Written task: Return, word for word, everything from the line containing "Exercise. Pick out the soldier" down to the last line of the rows below.

────

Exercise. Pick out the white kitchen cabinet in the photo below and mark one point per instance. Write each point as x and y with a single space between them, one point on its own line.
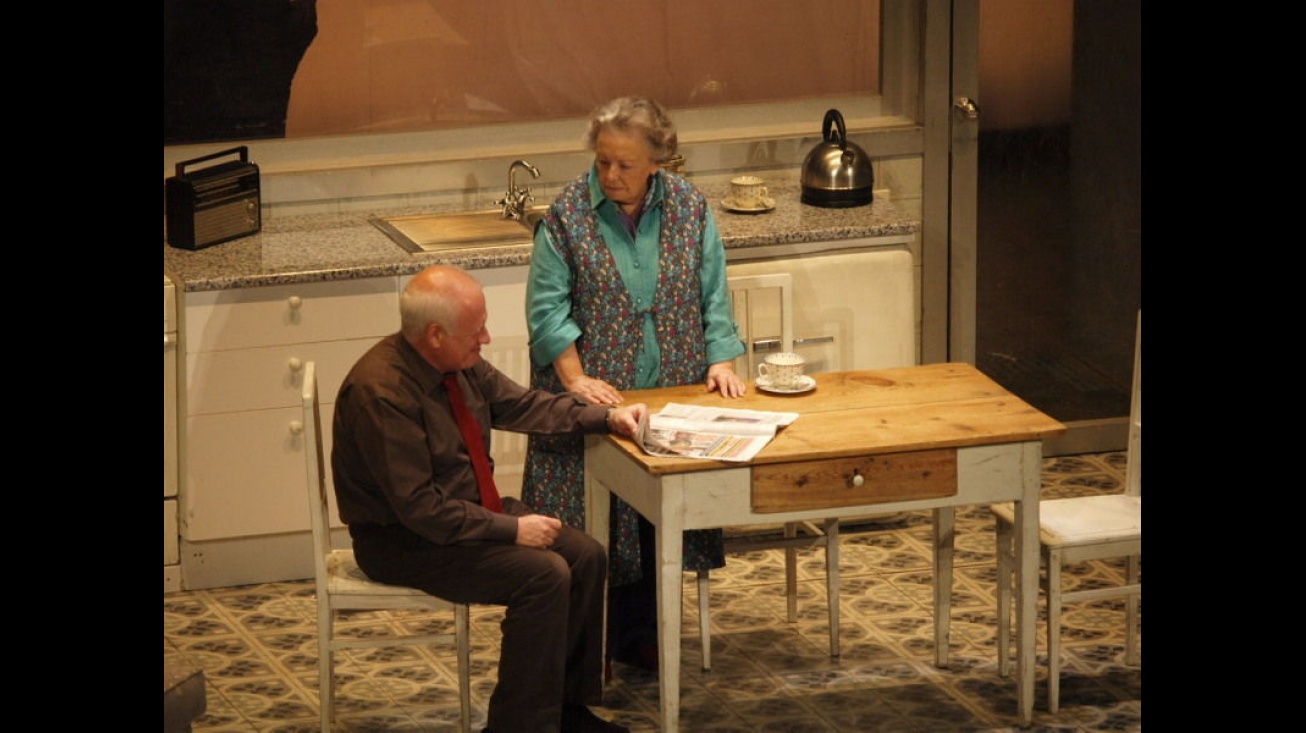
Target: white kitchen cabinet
854 302
243 502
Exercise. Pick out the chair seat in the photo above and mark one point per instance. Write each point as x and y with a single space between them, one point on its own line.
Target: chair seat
345 576
1089 519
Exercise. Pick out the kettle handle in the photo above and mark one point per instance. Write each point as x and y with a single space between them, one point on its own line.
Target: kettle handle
837 118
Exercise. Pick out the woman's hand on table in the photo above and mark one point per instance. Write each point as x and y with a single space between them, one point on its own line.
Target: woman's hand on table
721 378
594 391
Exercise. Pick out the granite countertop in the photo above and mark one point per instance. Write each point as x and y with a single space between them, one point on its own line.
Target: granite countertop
328 247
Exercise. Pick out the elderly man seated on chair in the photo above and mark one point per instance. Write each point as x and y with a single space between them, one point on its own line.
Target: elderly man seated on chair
414 485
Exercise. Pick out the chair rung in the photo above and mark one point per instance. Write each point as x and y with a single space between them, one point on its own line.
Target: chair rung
374 642
1092 593
742 545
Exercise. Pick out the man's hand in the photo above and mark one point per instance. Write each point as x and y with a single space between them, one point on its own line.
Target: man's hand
537 531
626 420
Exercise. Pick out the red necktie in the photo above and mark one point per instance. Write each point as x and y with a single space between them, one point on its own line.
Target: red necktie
470 430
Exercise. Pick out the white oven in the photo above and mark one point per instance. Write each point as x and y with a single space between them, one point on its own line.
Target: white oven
171 538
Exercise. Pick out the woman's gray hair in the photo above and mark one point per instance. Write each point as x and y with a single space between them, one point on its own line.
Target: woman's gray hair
635 115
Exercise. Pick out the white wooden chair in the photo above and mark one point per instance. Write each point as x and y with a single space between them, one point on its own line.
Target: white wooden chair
342 587
768 298
1080 529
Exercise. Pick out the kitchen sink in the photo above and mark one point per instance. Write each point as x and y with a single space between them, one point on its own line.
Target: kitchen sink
462 230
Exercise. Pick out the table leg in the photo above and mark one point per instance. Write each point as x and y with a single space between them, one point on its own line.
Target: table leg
597 507
670 548
1027 580
944 532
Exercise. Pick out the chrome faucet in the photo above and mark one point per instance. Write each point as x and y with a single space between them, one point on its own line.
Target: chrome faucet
516 200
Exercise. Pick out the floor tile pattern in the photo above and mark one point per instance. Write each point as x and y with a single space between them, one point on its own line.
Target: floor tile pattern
257 647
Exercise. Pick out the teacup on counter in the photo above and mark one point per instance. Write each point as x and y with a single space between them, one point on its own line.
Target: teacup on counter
748 192
782 371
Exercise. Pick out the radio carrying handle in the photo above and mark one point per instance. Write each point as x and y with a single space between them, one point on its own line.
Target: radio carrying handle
243 150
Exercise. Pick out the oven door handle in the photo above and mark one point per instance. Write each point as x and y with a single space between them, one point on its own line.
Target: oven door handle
772 344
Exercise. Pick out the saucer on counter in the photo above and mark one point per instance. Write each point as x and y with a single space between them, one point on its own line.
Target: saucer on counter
805 384
767 204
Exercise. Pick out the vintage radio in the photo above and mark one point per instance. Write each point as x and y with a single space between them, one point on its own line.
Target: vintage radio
213 204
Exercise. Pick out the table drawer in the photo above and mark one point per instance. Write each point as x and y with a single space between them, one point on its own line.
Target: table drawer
884 477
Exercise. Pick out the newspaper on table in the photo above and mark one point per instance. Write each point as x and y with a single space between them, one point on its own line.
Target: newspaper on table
720 434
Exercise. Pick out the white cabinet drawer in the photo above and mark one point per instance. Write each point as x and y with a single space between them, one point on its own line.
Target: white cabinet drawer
260 490
255 379
290 314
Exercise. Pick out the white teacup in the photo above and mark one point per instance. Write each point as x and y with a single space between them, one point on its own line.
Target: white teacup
747 192
782 370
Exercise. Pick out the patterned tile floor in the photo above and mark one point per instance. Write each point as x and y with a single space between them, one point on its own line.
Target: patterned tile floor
256 646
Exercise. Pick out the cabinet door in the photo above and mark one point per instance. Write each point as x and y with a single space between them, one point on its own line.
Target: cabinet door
246 474
256 379
290 314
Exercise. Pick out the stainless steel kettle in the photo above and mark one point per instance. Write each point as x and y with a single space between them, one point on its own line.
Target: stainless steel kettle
837 174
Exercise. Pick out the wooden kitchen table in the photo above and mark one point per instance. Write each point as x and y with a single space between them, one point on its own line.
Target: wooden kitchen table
931 437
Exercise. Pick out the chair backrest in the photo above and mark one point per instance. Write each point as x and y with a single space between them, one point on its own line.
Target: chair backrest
763 302
1134 448
319 503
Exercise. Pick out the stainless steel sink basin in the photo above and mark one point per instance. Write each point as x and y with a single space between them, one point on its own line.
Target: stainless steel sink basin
462 230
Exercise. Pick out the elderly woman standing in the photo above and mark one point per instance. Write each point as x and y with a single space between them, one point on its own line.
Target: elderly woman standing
627 290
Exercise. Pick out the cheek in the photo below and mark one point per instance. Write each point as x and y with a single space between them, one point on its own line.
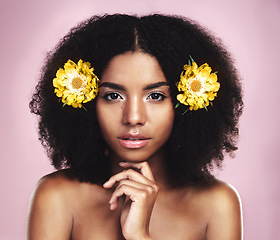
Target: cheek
163 121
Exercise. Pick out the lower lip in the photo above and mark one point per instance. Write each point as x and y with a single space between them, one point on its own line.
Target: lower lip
133 143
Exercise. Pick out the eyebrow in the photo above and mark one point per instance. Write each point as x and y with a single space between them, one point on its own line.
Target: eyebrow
112 85
121 87
155 85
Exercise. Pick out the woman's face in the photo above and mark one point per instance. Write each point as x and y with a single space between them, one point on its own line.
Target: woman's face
134 107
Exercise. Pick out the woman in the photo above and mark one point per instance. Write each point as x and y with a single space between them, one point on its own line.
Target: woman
135 139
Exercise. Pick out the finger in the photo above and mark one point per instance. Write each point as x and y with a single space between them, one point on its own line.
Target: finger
127 174
129 191
143 167
148 190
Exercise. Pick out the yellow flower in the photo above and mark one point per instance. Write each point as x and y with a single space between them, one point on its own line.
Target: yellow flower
197 86
76 83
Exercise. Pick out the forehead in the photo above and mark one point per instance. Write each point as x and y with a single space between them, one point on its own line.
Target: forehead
133 68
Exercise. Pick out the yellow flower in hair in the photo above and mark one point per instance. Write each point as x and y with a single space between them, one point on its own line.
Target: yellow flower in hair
76 83
197 86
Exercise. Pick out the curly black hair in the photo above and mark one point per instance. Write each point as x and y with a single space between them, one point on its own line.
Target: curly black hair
199 139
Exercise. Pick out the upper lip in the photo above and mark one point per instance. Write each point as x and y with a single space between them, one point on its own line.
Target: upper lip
131 136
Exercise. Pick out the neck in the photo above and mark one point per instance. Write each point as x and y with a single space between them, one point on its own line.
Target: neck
156 163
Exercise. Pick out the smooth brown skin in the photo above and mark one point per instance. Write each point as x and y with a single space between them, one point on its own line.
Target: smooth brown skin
136 202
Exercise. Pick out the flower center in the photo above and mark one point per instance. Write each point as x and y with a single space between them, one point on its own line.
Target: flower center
196 85
77 83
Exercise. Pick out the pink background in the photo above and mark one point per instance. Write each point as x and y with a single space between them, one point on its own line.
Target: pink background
251 31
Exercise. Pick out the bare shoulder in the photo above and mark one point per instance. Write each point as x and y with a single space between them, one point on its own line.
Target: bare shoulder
222 195
223 211
54 203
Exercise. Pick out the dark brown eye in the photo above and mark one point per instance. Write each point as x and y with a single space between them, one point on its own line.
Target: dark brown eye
157 96
112 96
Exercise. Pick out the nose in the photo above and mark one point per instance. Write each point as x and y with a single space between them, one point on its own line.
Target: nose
134 112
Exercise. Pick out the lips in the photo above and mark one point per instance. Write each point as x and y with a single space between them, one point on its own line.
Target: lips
133 141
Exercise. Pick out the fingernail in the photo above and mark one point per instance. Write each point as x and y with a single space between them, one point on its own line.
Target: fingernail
106 184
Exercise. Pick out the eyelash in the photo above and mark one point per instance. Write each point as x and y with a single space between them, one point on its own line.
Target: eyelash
111 96
160 95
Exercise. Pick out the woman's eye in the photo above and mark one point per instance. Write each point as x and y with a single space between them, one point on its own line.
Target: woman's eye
112 96
157 96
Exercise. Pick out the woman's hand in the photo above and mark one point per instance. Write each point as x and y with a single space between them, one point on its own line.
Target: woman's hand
140 191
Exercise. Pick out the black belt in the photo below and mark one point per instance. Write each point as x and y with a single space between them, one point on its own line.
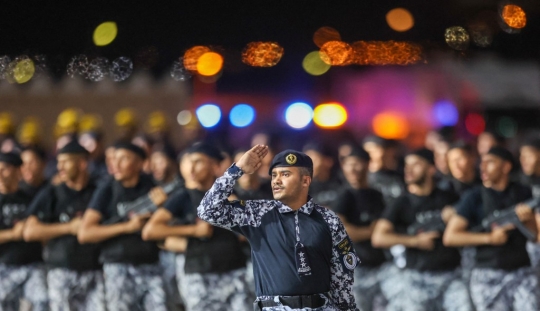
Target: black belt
294 302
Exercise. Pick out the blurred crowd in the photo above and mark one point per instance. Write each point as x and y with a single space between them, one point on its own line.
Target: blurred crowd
67 242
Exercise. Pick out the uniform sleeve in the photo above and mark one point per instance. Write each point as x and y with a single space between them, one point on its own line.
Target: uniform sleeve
216 209
344 260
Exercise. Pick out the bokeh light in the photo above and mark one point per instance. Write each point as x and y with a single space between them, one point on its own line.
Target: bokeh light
242 115
184 117
475 123
330 115
325 34
514 16
400 19
298 115
457 38
105 33
314 65
209 64
262 54
209 115
192 55
445 113
391 125
337 53
507 127
386 53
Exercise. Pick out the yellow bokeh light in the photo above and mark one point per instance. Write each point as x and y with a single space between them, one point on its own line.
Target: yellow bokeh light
514 16
391 125
105 33
314 65
24 71
400 19
329 115
209 64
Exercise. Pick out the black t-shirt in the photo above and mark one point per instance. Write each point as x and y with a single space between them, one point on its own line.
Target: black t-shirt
222 252
405 211
361 207
15 208
126 248
60 204
512 255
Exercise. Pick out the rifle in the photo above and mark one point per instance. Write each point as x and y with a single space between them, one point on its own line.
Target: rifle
427 222
141 205
508 216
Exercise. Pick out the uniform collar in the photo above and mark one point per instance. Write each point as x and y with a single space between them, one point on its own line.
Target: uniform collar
306 208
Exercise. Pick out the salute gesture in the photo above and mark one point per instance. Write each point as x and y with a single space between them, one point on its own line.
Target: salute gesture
251 161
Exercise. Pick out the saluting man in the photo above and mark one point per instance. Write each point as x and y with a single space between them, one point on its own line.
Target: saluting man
302 256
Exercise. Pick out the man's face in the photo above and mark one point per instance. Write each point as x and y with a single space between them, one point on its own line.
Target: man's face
354 169
286 183
492 169
69 166
530 160
203 168
416 170
32 167
159 165
126 164
9 175
460 163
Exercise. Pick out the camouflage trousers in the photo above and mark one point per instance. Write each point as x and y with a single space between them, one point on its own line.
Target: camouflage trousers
498 290
216 291
367 287
23 288
129 287
411 290
73 291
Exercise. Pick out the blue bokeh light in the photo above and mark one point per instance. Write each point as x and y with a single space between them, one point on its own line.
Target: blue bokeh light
209 115
445 113
242 115
298 115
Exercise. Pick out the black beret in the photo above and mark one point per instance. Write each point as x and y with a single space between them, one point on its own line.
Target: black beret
288 158
166 149
11 158
131 147
502 153
73 147
424 153
206 149
359 153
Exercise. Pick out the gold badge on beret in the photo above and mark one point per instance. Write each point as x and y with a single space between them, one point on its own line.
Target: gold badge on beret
291 159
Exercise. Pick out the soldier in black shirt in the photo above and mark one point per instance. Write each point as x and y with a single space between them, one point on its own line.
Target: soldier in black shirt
215 267
132 274
430 280
75 278
22 275
502 278
359 207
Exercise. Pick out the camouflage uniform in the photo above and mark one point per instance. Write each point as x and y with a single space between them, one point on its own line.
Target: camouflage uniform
23 283
129 287
411 290
72 290
216 291
505 290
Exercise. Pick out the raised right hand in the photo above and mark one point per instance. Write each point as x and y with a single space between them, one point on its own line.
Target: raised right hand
251 161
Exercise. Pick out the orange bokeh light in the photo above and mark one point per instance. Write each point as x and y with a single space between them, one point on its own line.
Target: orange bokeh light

────

Final result:
Exercise. Pick out the soldier in black shirt in the photo above and mark one point per instance. Write each point as x and y with a single space between them, one point on its own line.
Target: soldier in black shirt
215 267
132 274
430 280
75 278
22 275
502 278
359 207
Exercise. Pick out the camouflage uniform in the photo above and mark one point per instance. Write each point as x and y with a single space between them, one point on its own line.
Target: camouflage uniform
23 283
129 287
411 290
72 290
216 291
505 290
Exercise. Pick out the raised right hand in the photo above and mark one point per instance. Write each point as x and y with a single space between them, one point on its own line.
Target: raised right hand
251 161
Exercise. Pick out the orange bokeh light in the photo above and mark one point per instance. Write each point as x and y with a single space between them, one point on its own line.
Target: orange bokeh light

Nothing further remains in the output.